[Start of section]

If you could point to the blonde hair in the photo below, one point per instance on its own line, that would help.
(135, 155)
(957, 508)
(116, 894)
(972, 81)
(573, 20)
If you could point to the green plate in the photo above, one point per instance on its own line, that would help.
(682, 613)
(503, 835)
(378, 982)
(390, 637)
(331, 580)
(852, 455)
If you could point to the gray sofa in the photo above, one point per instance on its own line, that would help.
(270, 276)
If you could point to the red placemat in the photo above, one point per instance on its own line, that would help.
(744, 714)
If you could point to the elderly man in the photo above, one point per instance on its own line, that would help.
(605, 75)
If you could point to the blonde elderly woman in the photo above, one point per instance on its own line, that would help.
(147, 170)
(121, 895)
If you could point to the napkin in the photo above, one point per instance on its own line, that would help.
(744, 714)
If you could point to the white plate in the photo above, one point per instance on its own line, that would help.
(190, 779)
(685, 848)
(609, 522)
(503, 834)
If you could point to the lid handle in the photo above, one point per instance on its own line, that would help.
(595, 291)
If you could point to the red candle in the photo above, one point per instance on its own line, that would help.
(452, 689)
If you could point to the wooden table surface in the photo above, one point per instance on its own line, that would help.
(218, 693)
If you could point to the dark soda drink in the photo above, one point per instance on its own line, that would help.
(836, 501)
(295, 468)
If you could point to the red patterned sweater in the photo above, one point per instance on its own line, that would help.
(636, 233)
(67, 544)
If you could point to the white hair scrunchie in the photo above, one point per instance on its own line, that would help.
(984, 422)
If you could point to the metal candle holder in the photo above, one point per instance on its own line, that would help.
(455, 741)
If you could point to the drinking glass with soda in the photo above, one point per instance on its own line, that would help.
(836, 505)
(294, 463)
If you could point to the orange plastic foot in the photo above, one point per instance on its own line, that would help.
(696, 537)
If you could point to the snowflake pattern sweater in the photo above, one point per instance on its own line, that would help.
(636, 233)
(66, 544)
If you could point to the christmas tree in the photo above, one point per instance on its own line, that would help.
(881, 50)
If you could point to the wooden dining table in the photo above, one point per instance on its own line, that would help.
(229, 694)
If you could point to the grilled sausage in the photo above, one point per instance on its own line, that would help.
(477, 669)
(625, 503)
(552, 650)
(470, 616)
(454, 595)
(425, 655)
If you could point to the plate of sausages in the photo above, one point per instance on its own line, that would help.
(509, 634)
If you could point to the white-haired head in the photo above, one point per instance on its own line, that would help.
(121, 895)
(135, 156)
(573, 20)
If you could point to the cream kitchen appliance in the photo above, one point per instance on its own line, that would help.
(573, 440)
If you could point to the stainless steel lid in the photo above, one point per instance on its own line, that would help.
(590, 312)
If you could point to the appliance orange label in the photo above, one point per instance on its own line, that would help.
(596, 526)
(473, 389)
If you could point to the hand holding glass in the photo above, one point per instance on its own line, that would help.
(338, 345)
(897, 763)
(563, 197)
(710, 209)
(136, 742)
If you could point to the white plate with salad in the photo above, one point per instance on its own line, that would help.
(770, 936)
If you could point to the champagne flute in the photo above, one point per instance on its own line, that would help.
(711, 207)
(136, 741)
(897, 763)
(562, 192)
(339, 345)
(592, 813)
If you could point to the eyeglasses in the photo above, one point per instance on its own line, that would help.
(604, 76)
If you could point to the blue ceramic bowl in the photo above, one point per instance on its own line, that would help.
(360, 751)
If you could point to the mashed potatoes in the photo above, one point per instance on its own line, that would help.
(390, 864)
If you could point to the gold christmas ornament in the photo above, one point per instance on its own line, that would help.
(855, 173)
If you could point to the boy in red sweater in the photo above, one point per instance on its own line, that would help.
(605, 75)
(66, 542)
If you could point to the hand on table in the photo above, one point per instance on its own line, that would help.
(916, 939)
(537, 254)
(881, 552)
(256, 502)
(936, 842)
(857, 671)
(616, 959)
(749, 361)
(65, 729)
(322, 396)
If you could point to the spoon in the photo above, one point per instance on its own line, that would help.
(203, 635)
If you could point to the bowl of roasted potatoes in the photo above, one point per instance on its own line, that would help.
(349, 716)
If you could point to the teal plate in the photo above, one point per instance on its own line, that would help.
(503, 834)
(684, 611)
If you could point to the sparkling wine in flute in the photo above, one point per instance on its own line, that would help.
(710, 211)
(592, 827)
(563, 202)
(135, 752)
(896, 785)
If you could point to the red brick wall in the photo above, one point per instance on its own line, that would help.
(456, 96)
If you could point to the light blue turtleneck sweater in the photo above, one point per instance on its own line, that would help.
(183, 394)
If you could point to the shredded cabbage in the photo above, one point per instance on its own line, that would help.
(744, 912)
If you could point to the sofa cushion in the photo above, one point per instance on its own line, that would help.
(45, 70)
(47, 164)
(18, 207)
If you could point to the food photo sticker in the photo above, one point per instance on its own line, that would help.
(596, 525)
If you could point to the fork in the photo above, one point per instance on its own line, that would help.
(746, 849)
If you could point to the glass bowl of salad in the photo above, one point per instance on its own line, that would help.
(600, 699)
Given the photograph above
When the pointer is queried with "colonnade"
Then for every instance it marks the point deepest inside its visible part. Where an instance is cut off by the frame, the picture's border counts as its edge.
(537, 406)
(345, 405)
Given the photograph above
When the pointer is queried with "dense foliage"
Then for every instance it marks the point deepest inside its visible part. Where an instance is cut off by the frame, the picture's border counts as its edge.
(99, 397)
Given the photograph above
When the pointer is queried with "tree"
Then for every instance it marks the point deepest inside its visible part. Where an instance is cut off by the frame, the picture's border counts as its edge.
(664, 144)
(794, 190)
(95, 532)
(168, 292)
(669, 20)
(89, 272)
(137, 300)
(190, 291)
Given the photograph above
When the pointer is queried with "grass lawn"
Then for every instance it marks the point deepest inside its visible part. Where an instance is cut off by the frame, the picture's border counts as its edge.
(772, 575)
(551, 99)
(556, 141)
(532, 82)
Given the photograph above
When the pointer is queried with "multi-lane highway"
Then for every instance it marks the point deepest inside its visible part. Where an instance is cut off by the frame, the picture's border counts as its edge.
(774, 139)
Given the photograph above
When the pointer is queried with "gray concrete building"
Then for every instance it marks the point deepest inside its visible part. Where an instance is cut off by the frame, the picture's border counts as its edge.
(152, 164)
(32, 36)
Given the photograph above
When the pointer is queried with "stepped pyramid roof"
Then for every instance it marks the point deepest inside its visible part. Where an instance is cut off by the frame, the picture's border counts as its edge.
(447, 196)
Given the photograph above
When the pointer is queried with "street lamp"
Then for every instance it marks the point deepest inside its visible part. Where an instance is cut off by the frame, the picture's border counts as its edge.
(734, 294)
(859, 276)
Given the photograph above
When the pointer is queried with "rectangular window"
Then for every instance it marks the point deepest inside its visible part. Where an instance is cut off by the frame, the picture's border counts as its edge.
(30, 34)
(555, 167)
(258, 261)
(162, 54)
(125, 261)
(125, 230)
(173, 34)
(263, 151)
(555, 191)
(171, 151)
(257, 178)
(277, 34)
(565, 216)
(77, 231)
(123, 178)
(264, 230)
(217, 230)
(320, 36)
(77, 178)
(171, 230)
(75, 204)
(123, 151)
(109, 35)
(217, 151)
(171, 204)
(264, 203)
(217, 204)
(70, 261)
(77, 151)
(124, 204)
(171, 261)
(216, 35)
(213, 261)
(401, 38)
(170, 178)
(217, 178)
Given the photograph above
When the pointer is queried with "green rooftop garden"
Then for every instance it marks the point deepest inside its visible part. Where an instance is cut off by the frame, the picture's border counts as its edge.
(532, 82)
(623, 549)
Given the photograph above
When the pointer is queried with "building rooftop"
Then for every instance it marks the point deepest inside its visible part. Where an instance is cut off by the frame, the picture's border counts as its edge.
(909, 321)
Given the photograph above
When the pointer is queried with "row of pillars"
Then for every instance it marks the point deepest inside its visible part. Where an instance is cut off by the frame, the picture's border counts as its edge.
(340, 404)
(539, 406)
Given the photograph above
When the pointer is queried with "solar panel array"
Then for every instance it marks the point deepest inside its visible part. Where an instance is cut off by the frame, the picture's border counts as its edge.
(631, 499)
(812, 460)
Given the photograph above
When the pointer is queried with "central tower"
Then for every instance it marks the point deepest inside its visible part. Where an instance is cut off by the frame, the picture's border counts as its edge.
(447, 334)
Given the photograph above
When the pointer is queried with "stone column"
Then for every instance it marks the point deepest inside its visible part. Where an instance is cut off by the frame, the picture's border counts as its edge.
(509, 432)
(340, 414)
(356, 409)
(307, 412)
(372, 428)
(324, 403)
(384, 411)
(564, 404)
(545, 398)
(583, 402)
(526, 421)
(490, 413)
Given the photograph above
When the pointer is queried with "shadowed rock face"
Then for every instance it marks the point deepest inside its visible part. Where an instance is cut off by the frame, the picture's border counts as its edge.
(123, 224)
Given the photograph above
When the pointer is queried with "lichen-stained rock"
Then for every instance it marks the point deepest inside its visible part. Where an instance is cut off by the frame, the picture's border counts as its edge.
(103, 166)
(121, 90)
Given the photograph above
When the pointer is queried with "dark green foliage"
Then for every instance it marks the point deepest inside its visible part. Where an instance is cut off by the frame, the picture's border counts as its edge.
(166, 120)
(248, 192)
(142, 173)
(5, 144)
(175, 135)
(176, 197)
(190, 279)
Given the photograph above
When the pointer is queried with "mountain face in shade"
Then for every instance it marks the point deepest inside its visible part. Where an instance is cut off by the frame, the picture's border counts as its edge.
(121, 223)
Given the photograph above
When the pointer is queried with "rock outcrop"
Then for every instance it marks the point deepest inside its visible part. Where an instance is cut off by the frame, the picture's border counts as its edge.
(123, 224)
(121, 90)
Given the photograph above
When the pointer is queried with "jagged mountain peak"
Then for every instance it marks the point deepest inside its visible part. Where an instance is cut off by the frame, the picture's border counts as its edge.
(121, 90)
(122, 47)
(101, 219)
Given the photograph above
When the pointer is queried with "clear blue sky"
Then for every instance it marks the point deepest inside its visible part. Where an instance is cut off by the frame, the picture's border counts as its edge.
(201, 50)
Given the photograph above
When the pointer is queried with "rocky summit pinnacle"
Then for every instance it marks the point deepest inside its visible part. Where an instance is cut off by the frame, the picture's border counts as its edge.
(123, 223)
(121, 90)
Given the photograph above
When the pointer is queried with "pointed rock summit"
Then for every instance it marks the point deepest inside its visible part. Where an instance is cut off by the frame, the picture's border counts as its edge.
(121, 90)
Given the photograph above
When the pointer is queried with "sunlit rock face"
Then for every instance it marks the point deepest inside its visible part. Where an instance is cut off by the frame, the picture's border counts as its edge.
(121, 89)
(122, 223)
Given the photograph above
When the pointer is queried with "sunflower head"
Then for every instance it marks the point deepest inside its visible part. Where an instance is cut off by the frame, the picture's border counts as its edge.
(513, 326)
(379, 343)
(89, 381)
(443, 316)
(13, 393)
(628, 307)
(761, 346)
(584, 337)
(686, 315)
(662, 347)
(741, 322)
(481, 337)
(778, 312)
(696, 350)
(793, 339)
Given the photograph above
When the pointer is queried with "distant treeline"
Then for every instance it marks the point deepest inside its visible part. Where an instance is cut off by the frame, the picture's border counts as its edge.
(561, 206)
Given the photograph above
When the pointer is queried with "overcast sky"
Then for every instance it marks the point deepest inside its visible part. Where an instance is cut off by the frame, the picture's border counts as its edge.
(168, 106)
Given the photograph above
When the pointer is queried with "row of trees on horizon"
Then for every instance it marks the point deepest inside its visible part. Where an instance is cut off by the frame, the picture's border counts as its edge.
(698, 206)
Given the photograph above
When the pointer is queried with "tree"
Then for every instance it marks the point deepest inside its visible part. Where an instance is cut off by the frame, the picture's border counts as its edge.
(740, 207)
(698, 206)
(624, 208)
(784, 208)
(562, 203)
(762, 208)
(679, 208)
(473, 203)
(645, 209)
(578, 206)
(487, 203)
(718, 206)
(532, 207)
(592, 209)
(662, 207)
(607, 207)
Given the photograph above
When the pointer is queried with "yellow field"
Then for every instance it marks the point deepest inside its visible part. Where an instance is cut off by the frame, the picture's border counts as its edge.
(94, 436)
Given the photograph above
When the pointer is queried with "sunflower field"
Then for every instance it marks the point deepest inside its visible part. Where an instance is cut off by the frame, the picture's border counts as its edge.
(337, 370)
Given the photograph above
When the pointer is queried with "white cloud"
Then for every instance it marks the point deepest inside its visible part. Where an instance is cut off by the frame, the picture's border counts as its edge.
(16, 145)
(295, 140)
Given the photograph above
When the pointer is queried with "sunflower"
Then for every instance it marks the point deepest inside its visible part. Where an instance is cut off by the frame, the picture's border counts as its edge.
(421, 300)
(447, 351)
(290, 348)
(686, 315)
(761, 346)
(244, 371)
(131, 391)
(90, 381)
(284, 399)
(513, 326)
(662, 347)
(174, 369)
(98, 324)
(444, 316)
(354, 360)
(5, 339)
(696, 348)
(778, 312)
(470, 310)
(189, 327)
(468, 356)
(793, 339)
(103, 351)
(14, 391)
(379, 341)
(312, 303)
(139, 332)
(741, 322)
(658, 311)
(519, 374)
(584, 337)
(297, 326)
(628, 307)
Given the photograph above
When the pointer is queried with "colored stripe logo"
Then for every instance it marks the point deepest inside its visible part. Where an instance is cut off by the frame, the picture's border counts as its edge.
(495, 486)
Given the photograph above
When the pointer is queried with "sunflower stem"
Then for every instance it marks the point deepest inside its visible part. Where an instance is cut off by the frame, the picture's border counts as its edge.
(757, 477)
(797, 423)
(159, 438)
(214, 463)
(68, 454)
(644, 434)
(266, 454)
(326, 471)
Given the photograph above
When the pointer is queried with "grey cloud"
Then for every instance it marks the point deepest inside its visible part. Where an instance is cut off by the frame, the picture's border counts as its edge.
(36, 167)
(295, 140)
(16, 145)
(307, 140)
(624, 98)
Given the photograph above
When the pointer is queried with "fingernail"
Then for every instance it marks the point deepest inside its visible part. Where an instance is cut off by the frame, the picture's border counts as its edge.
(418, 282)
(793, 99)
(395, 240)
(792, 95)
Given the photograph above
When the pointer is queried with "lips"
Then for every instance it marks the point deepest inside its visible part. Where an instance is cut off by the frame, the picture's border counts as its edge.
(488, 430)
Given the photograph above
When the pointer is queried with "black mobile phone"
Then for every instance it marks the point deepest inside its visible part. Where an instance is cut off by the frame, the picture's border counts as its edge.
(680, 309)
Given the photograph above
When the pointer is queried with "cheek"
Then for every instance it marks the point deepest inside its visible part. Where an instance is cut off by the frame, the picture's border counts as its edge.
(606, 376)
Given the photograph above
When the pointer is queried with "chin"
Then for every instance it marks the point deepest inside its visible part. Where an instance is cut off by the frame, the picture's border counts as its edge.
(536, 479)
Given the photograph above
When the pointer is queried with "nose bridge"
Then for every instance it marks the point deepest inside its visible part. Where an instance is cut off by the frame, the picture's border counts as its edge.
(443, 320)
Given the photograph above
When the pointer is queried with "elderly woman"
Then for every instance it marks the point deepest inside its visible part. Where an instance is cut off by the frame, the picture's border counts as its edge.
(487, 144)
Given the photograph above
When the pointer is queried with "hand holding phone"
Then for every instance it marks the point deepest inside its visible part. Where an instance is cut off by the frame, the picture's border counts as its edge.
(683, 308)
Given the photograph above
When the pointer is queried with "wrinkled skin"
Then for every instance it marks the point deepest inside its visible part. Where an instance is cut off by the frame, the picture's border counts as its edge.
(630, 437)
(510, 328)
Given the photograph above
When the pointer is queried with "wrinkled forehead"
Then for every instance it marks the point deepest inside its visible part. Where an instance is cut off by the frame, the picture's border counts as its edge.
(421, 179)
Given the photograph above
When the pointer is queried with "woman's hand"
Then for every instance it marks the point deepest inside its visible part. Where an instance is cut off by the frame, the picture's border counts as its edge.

[End of section]

*WHAT YOU WILL DO*
If a line contains the string "building", it counts toward the total; state that total for the records above and nothing more.

*WRITTEN RESPONSE*
2